Transcribe the whole listing without a single picture.

— BEGIN WORKING DATA —

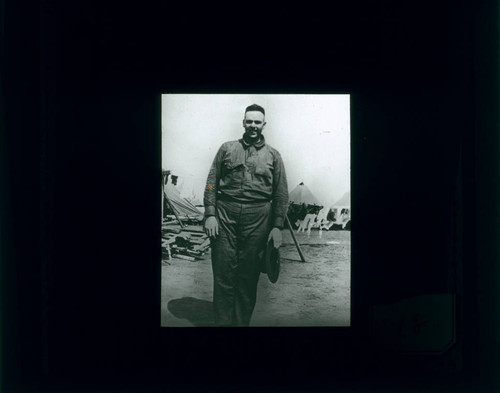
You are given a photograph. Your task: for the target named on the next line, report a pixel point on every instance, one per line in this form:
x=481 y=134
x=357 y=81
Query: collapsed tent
x=302 y=202
x=339 y=213
x=181 y=206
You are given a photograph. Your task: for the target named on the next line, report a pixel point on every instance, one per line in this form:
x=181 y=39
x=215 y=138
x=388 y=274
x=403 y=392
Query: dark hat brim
x=272 y=261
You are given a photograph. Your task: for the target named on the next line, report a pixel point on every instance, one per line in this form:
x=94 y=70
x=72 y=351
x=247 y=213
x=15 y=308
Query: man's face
x=254 y=124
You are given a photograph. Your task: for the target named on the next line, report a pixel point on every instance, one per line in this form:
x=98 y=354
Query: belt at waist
x=227 y=198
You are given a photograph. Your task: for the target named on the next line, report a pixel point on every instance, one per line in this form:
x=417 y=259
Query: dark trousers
x=236 y=259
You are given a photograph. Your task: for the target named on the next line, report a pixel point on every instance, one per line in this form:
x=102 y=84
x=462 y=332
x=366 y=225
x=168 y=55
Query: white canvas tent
x=181 y=205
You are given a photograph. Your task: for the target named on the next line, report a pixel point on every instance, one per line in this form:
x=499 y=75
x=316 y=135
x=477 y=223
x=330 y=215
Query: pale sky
x=312 y=133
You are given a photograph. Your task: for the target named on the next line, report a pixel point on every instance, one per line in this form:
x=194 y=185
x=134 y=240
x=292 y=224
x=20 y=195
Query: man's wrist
x=278 y=223
x=209 y=211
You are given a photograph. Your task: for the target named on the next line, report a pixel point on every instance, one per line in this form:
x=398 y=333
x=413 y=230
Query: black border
x=80 y=313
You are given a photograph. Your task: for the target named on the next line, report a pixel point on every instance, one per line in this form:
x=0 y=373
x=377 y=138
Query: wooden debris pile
x=188 y=243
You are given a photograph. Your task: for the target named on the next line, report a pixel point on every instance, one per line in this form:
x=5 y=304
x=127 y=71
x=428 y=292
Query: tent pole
x=294 y=239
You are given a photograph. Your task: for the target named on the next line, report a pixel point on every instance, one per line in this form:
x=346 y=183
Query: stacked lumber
x=188 y=243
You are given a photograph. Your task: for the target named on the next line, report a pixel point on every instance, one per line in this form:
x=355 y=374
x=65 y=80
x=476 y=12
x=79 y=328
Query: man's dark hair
x=255 y=107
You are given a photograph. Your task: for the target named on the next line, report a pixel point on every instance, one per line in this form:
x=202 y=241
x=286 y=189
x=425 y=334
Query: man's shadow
x=198 y=312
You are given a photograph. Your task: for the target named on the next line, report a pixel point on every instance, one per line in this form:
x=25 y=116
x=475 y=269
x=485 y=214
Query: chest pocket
x=264 y=172
x=232 y=171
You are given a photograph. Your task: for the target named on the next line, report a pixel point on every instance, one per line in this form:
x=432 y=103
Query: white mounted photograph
x=256 y=210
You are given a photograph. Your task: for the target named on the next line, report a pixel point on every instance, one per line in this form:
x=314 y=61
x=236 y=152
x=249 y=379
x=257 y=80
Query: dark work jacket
x=248 y=173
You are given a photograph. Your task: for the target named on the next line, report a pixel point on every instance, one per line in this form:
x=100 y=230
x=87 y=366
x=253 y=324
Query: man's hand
x=212 y=226
x=275 y=234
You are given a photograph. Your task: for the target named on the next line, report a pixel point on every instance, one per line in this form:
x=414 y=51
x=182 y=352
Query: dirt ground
x=315 y=293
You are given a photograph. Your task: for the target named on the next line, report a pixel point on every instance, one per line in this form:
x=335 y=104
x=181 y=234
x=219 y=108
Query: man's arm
x=280 y=201
x=280 y=193
x=210 y=195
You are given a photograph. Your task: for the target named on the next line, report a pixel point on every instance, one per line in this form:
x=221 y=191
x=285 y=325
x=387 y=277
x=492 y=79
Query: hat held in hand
x=272 y=261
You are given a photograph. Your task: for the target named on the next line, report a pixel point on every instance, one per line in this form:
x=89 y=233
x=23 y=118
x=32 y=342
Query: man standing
x=246 y=201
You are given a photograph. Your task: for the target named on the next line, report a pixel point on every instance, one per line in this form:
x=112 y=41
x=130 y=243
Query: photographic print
x=256 y=212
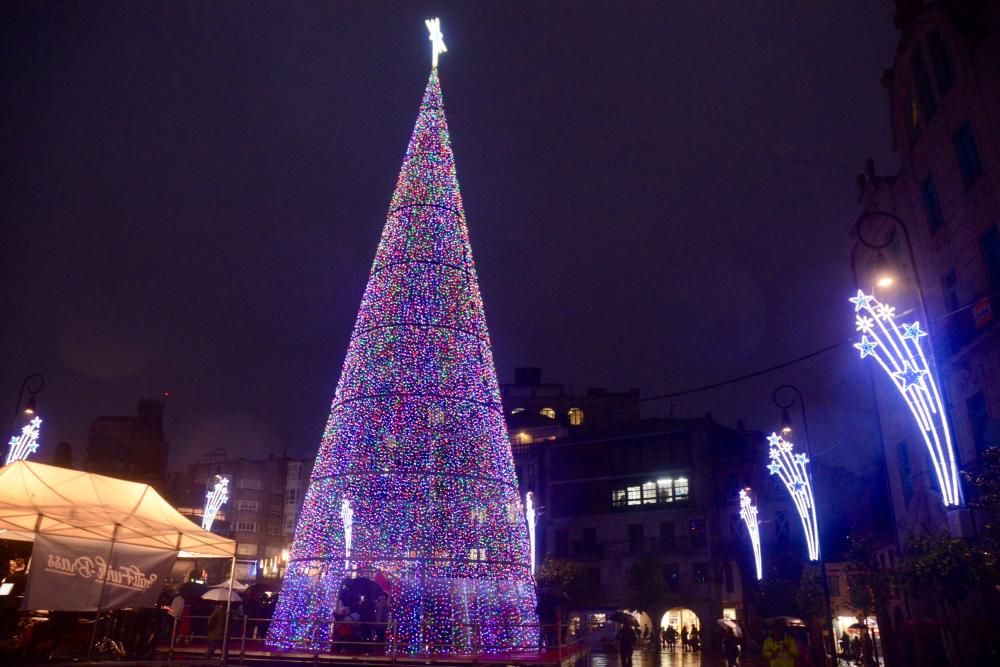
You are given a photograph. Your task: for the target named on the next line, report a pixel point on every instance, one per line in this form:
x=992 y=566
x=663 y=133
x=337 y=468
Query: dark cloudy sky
x=659 y=195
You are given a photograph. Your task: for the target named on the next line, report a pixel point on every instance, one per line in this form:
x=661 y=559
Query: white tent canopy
x=38 y=499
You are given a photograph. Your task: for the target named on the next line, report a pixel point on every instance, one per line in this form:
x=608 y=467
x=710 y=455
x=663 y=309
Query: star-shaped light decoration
x=866 y=346
x=864 y=324
x=913 y=331
x=885 y=312
x=861 y=301
x=437 y=39
x=909 y=376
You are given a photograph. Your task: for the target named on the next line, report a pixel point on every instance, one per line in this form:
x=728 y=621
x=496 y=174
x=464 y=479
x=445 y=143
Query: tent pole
x=100 y=595
x=229 y=604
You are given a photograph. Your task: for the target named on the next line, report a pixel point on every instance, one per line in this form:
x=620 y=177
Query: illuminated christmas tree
x=414 y=482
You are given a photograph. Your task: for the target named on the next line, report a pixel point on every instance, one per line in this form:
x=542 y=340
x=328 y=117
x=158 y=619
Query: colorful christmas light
x=214 y=500
x=748 y=512
x=897 y=349
x=416 y=440
x=790 y=467
x=24 y=445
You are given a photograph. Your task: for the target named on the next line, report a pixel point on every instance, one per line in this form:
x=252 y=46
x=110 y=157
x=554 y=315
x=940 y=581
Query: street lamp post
x=883 y=278
x=786 y=428
x=33 y=384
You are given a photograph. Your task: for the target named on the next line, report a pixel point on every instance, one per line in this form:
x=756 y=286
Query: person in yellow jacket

— END WORKING DATA —

* [TASK OUTPUT]:
You are given a photograph. Your task: for the target named on the next line, report a pixel point on every instance, one per line in this form:
x=481 y=134
x=357 y=81
Query: collapsed tent
x=302 y=202
x=339 y=213
x=181 y=206
You are given a photograph. Your task: for the target named on the next line, report a pixel point on every instance, one per line in this form:
x=181 y=39
x=215 y=138
x=388 y=274
x=403 y=392
Query: dark hat brim
x=272 y=261
You are given a photograph. Your task: for the target named on the next line, report a pixel point on every instance, one per line in this form:
x=94 y=70
x=72 y=351
x=247 y=213
x=15 y=308
Query: man's face
x=254 y=124
You are given a photograph. Your task: for the target named on the next line, report a pixel point on every instance, one per line in this form:
x=98 y=354
Query: belt at waist
x=227 y=198
You are given a photograph. Your task: for the target named on the next line, report a pixel point on every instance, one per line in this form:
x=417 y=259
Query: dark trousers
x=236 y=259
You are given a photograph. Your task: for the target named on the next line, report a pixel point on every instance, one per line in this form:
x=102 y=84
x=462 y=332
x=366 y=225
x=168 y=55
Query: white canvas tent
x=181 y=205
You are given a photograph. Your task: for the target named on the next line, report a pixel point on every instance, one per line in this form:
x=499 y=75
x=316 y=135
x=477 y=223
x=330 y=215
Query: pale sky
x=312 y=133
You are given a photograph. Your task: for the target named on the next line, report a pixel point on every instance, one per line in this form:
x=194 y=185
x=134 y=240
x=292 y=224
x=20 y=195
Query: man's wrist
x=278 y=223
x=209 y=211
You are given a photograph. Your task: for the target named on the next line, report a pixel point on every instance, one per line in this form:
x=398 y=333
x=413 y=230
Query: black border
x=80 y=313
You are given a photograph. Your task: for the target named on the next line, report a pixel point on every instance, one per line in this form:
x=0 y=373
x=377 y=138
Query: wooden debris pile
x=188 y=243
You are given a photograph. Your task: for the target named on the next line, report a pixel point on every instance, one per line in this form:
x=5 y=304
x=127 y=71
x=428 y=292
Query: tent pole
x=294 y=239
You are given a photograph. Your task: for the target named on the next line, report a pixel point on every instance, one per line in this form:
x=346 y=183
Query: stacked lumber
x=188 y=243
You are given a photograph. Your task: for the target named on the next line, report a pixel point on every instance, one per line in this form:
x=355 y=374
x=65 y=80
x=476 y=12
x=79 y=328
Query: man's dark hair
x=255 y=107
You are given a photograph. Your task: for the target named on the next line, report a pixel point on every instance, one per line in this form:
x=202 y=241
x=286 y=189
x=425 y=334
Query: man's shadow
x=198 y=312
You are given a photograph. Your task: for the target named on the next line, report a pixel point on every instance, one per line in this form:
x=25 y=116
x=475 y=269
x=485 y=214
Query: chest pocket
x=264 y=172
x=232 y=171
You are given a photograph. Your task: for the target named on the next line, report a pixel point on every instance, one per line in this form:
x=432 y=103
Query: white mounted photograph
x=256 y=210
You are given a photograph. Your task: for the target named on the next line, report a pixel point on every instance, one per line in this form:
x=314 y=61
x=236 y=152
x=249 y=379
x=257 y=80
Query: dark work jacket
x=248 y=173
You are given a photograph. Your task: for the target named on the next line, report a pixel point on every instance, one per line in this form:
x=100 y=230
x=87 y=366
x=253 y=324
Query: man's hand
x=212 y=226
x=275 y=234
You are given a photograph. Your task: for the target named on the next line, report a pixel point on every instance, one per line in this form:
x=414 y=51
x=182 y=352
Query: dirt ground
x=315 y=293
You are given a photograph. Your task: for the target named on the next line, report a pixel point on every instance, one per line in this form:
x=335 y=104
x=181 y=234
x=219 y=108
Query: man's arm
x=280 y=201
x=280 y=193
x=210 y=195
You are given a photograph. Your task: for the target named on the next line, report a pixel point on every instance, one per line in this form:
x=221 y=191
x=285 y=325
x=387 y=277
x=492 y=79
Query: hat held in hand
x=272 y=261
You are given a photograph. Your task: for the target named on the next line, report a pixel point on every instance, one per line in this form:
x=89 y=233
x=23 y=118
x=32 y=342
Query: man standing
x=246 y=201
You are given a photograph. Your task: for the target named on the next line, report a pixel point on every instance, one per line in this form:
x=112 y=41
x=130 y=243
Query: photographic print
x=256 y=212
You are given a photograph. Your task: for the target named on the next line, report a pixel point on every instance, one per line in this form:
x=992 y=566
x=663 y=133
x=337 y=468
Query: dark cloudy sky
x=659 y=195
You are given a photograph. Your task: for the target named on the next line, report a pixel point on every instance, one per line in this form:
x=661 y=559
Query: white tent canopy
x=38 y=499
You are given a photograph. Your task: for the target named on the next line, report a pixel point on every instance, one per line in this form:
x=608 y=467
x=710 y=455
x=663 y=309
Query: star-shaped light decoration
x=866 y=346
x=864 y=324
x=913 y=331
x=885 y=312
x=861 y=301
x=437 y=39
x=909 y=376
You are given a photograph. Your task: for the target named on the next line, report a pixel point on every instance, one per line in this form:
x=728 y=621
x=496 y=174
x=464 y=479
x=445 y=143
Query: tent pole
x=100 y=595
x=229 y=604
You are given a photograph. Your task: for the target named on the next line, report a pixel point on every instance, one per line in this form:
x=620 y=177
Query: illuminated christmas tree
x=414 y=482
You are given a photograph. Your task: for the target named on the next line, report a pixel point on every instance, one per line in this form:
x=542 y=340
x=328 y=117
x=158 y=619
Query: colorful christmas light
x=214 y=500
x=748 y=512
x=897 y=349
x=416 y=440
x=790 y=467
x=24 y=445
You are given a photograph. Your task: for the target named on the next line, report a pixel point on every instance, one per line in this form:
x=252 y=46
x=110 y=157
x=554 y=315
x=940 y=581
Query: street lamp post
x=883 y=278
x=786 y=428
x=33 y=384
You are given a photograph. Your task: for the target named on the next line, report a pixel point on every instance, one per line in this form:
x=756 y=286
Query: person in yellow jacket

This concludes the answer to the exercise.